— START OF Data extract —

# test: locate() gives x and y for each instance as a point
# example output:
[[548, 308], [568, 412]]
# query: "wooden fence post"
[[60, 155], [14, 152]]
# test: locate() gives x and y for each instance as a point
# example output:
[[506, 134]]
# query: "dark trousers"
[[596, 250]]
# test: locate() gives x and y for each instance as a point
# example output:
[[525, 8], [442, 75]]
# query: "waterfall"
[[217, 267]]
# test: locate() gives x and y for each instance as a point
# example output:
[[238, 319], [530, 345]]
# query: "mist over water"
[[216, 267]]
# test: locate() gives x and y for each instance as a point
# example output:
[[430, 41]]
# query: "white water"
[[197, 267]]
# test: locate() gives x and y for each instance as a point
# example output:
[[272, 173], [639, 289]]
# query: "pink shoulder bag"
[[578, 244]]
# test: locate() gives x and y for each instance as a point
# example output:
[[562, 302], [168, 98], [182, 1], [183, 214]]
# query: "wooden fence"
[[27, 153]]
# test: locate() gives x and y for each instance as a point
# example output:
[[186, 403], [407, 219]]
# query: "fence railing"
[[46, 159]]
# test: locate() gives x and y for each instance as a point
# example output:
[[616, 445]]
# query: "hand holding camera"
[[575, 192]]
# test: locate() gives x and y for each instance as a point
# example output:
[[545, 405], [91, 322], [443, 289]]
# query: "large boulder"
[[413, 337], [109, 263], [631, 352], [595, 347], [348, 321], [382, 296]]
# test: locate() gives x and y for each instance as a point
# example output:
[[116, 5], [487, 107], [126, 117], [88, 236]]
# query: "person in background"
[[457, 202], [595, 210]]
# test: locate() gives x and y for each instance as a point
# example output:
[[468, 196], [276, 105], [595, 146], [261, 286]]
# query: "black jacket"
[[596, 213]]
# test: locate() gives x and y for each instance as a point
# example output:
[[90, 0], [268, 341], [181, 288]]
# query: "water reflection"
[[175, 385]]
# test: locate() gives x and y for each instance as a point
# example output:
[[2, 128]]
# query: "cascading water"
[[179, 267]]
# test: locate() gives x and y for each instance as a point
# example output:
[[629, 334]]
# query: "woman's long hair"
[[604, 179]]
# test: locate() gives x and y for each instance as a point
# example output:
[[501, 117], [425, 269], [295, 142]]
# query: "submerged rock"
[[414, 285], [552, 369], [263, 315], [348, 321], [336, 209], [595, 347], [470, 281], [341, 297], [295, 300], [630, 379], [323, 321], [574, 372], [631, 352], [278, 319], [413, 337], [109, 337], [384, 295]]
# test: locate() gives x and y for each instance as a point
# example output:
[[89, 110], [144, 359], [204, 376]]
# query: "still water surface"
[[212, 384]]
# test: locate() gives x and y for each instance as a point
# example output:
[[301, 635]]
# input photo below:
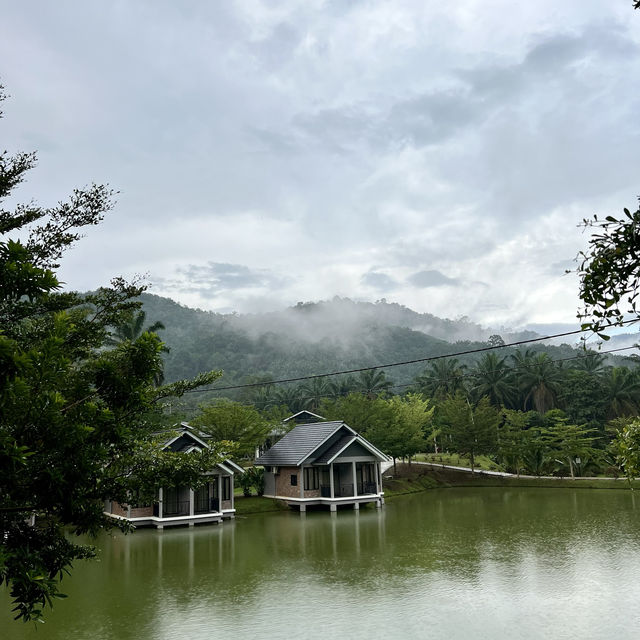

— END OF Data extract —

Task objective: Print every one of the lines above verbatim, leaving out the pictures.

Result of the task:
# test: locate() gives x and y for each instance as a point
# example output:
[[548, 308], [568, 412]]
# query: "wooden fence post"
[[60, 155], [14, 152]]
# test: locate() gives x and y for each instance as a point
# example output:
[[506, 134]]
# query: "dark trousers"
[[596, 250]]
# test: locate() gives x and y for each instance as a point
# example output:
[[525, 8], [442, 75]]
# query: "waterfall"
[[217, 267]]
# test: locate() gives x and y for each instance as a point
# example output:
[[238, 319], [530, 345]]
# query: "mist over water"
[[216, 267]]
# test: locate() gives x and y for each instance as a point
# example output:
[[430, 41]]
# query: "white water"
[[197, 267]]
# test: locate() gives x and y for each instance as a point
# example output:
[[272, 173], [639, 289]]
# query: "pink shoulder bag"
[[578, 244]]
# test: locate() gives x and y for each instance as a point
# example output:
[[562, 302], [168, 98], [182, 1], [183, 214]]
# query: "wooden fence"
[[27, 153]]
# test: locate() gives x and y for each instance as a point
# example output:
[[186, 403], [407, 219]]
# query: "fence railing"
[[46, 159]]
# test: locate() gives x and y for each instance as a point
# example output:
[[616, 445]]
# query: "hand holding camera"
[[575, 192]]
# test: locate() gives x and y for each instance as a point
# example output:
[[545, 405], [91, 322], [443, 289]]
# query: "large boulder"
[[413, 337], [109, 263], [631, 352], [595, 347], [348, 321], [382, 296]]
# test: locate() gives x and y for each instance as a point
# example output:
[[116, 5], [487, 107], [126, 117], [88, 236]]
# query: "person in background"
[[457, 202], [595, 210]]
# test: locate() gives x and y for each instance as a point
# example output:
[[468, 196], [276, 105], [595, 146], [261, 286]]
# query: "black jacket"
[[596, 213]]
# test: locate() gives x and y for each instance as a point
# example output:
[[90, 0], [268, 341], [181, 288]]
# query: "water reflection"
[[175, 385]]
# test: locate() gives x and y for each instance as a point
# example output:
[[2, 128]]
# query: "cascading water"
[[179, 267]]
# test: locate() gives x and y for each instance as a point
# example output:
[[629, 334]]
# query: "woman's long hair"
[[604, 179]]
# test: locate() gives x and y for each instance as a point
# example output:
[[501, 117], [425, 269], [295, 142]]
# query: "submerged rock"
[[414, 285], [552, 369], [263, 315], [348, 321], [336, 209], [595, 347], [470, 281], [341, 297], [295, 300], [630, 379], [323, 321], [574, 372], [631, 352], [278, 319], [413, 337], [109, 337], [384, 295]]
# test: locate() gives x and y for each instance as a point
# example output:
[[89, 110], [144, 359], [204, 376]]
# query: "still water surface"
[[212, 384]]
# test: locate() gives x and y for each instance as a point
# example output:
[[301, 635]]
# input photo below:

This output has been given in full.